-- BEGIN --

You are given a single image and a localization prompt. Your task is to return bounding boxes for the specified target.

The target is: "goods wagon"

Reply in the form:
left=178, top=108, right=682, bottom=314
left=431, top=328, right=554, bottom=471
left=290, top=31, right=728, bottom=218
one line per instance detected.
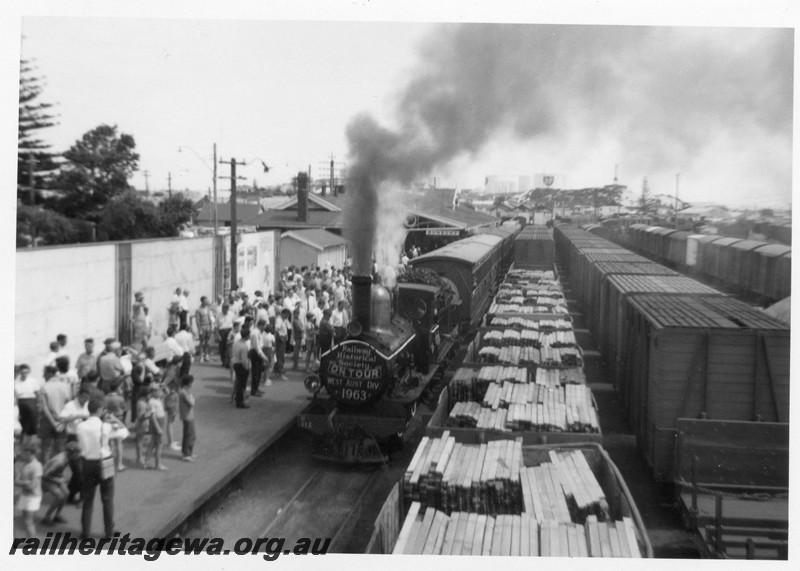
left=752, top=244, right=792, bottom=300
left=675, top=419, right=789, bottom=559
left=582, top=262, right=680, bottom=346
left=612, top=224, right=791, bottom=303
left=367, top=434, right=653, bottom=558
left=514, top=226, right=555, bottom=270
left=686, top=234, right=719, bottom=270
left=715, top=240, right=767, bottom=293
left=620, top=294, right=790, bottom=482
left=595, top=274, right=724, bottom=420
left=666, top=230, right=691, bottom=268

-- END --
-- BEGIN --

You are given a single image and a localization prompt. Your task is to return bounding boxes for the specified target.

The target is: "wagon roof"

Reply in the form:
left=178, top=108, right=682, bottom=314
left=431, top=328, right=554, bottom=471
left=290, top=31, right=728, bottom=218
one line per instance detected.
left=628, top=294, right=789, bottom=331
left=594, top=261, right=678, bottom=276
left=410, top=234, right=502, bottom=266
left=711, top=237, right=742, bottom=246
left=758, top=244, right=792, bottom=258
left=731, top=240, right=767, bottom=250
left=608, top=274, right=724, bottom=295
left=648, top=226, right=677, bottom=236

-- END --

> **Instruction**
List every line in the entries above that contains the word "target".

> **Full solution**
You are given a single image and a localization prompt. Your task is to return bounding boxes for the specified target.
The target is: "goods wagon"
You are given a single image and a localization prompt. Your task is to return bounding boxes for the specified target.
The target is: "wagon roof"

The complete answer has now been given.